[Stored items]
☆ ☆ ☆

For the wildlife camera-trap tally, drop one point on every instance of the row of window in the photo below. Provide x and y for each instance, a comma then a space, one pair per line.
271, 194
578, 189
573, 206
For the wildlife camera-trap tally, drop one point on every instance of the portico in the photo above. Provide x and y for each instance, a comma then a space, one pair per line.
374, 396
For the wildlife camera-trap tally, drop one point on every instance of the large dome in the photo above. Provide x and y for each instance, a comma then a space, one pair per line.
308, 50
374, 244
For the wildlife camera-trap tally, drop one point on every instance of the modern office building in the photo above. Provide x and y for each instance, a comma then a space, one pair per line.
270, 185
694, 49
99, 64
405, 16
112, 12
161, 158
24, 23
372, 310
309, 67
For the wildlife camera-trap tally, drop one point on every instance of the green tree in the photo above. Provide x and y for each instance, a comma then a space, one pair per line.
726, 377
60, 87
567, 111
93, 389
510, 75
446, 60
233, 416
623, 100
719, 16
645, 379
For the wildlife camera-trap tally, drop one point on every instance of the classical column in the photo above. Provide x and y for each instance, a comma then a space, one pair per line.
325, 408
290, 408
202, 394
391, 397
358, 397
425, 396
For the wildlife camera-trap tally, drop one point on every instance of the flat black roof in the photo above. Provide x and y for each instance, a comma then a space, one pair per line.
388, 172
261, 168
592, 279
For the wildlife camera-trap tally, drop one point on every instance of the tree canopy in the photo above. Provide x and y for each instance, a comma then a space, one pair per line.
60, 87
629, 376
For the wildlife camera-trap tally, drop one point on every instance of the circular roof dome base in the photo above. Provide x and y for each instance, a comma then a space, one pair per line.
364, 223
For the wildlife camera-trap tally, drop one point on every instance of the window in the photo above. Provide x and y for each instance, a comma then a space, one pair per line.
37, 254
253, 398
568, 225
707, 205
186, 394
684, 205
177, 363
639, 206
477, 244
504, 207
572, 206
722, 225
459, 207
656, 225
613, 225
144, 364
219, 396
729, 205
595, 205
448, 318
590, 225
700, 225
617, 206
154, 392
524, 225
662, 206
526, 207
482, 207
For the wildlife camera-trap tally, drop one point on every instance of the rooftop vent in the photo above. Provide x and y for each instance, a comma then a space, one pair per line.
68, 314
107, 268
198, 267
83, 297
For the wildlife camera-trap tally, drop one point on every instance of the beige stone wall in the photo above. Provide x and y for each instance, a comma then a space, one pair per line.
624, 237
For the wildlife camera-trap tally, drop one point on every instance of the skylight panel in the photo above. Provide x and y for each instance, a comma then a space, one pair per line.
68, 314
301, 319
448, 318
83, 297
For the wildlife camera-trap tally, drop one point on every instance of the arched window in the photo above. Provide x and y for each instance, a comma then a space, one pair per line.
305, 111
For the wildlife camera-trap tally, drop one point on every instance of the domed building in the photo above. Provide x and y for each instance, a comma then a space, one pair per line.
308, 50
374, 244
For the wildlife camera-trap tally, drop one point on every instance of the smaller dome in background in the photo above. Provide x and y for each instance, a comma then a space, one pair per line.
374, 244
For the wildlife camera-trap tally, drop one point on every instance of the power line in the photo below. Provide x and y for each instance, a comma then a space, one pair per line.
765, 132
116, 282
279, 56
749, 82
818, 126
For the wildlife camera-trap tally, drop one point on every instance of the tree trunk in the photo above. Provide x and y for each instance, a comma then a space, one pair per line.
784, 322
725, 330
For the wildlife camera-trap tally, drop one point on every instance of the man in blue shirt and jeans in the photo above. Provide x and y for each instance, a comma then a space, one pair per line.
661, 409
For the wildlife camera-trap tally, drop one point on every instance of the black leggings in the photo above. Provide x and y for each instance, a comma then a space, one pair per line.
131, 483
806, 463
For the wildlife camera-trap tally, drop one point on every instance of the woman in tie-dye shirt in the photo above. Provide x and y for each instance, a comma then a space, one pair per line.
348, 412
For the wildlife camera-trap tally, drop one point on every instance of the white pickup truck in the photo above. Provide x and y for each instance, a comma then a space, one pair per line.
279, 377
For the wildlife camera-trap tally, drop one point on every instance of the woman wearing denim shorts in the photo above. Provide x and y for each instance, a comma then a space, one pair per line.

☆ ☆ ☆

*What this task involves:* Print the records above in full, exactly.

*Reply:*
For the wildlife camera-trap tally, drop one point on every instance of the row of window in the photo below. Provide x and y for each instance, a comma then a space, one pair per line.
271, 194
578, 189
573, 206
For the wildlife camera-trap tally, drop one point on every instance of the portico in the photo above. Provide x and y for each instance, a comma then a space, one pair per line.
374, 396
For the wildlife camera-trap tally, drop one point on every instance of the large dome in the photo above. Provide x and y for each instance, a comma then a space, one pair per line.
308, 50
374, 244
For the wildlife camera-trap tally, drop one point on every instance of the modern office building in the photo above. Provide x and y for each instance, a comma then a space, one pair per line.
270, 185
694, 49
99, 64
405, 16
112, 12
161, 158
24, 23
372, 310
309, 67
For the wildlife camera-trap tally, drop one point on every instance of the green tree in the photo above. Provide x and y for each instance, a comma then a space, one pair per line.
726, 377
60, 87
567, 111
93, 389
510, 75
446, 60
233, 416
623, 100
719, 16
645, 379
For the wildlife camera-trap tally, drop one point on every instance of the classical column in the photo above. Provide x and y for each instance, a comma then a space, one pair per line.
325, 408
290, 408
202, 394
391, 397
358, 397
425, 396
For the wildlife camera-trap tally, drop one point on every instance of the flat black roof in the photo above. Provide x and y for each instance, a comma then a space, one pair per line.
388, 172
261, 168
592, 279
For the wildlife camera-trap tally, drop one point on every instance of the tree canopy in the photo above. Provide x and y for each instance, a comma then a space, one pair per line.
60, 87
629, 376
For the wildlife camera-trap tally, drop one point on every instance of the circular roof dome base in the photo above. Provide x and y for each instance, a comma then a space, one pair per line.
364, 223
For the wildlife camera-trap tally, drop one point on every instance of the window in the photo above. Provide x and y for each instance, a comma then a space, one pair per line.
37, 254
253, 398
568, 225
707, 205
186, 394
684, 205
177, 363
639, 206
477, 244
504, 207
572, 206
722, 225
459, 207
656, 225
613, 225
144, 364
219, 396
729, 205
595, 205
448, 318
590, 225
700, 225
617, 206
154, 392
524, 225
662, 206
526, 207
482, 207
For the wildlife camera-trap tally, drop one point on every instance of the rooftop vent in the photo above. Provide x and y for each instance, a comma then a space, one pair per line.
68, 314
107, 268
198, 267
83, 297
For the wildlife camera-trap tally, drop one point on every instance of the beige stone wall in the photo above. Provide x and y for each instance, a comma then a space, one pair per line.
624, 237
For the wildlife camera-trap tally, drop one point on every instance of the skylight panel in the photo above. Provide x and y for each instance, a comma then a space, one pair per line.
68, 314
301, 319
448, 318
83, 297
For the wildlife camera-trap tally, drop one point on every instance of the arched window in the photo above. Provide x and y for each instance, a comma then a space, one pair per line.
305, 111
For the wildlife camera-trap tally, drop one point on every instance of the domed building in the photo above. Provide x and y for each instance, a comma then a space, one pair per line.
308, 50
374, 244
For the wildlife camera-trap tally, drop one point on every instance of the smaller dome in background in the photo above. Provide x and y for each instance, a comma then a space, one pair per line.
374, 244
For the wildlife camera-trap tally, drop one point on every instance of the power line in the photo below. Provide x and y for each instance, a comma then a space, one pair per line.
765, 132
116, 282
279, 56
749, 82
818, 126
For the wildlife camera-trap tally, drop one point on every instance of the tree trunk in the photo above. Provide x and y for each instance, a comma then a space, one pair per line.
784, 322
725, 330
For the wildlife camera-trap tally, drop one point on every instance of the man in blue shirt and jeans in the photo above. Provide x and y for each instance, a comma then a space, one pair per line.
661, 409
For the wildlife camera-trap tally, drop one point on every instance of the black leggings in the photo above. Provide x and y for each instance, a comma then a space, one pair per line.
131, 483
806, 463
For the wildlife camera-trap tally, drop one point on every instance of the woman in tie-dye shirt in the photo above. Provide x and y for each instance, a comma then a space, one pair per line.
348, 412
For the wildlife camera-trap tally, drop one point on every instance of the white pickup truck in the photo above. Provide x and y for each instance, a comma then a space, one pair per line.
279, 377
For the wildlife camera-trap tally, drop one point on every instance of the woman wearing denim shorts in the photo above. Provide x and y for each instance, a comma then a space, one pair per line.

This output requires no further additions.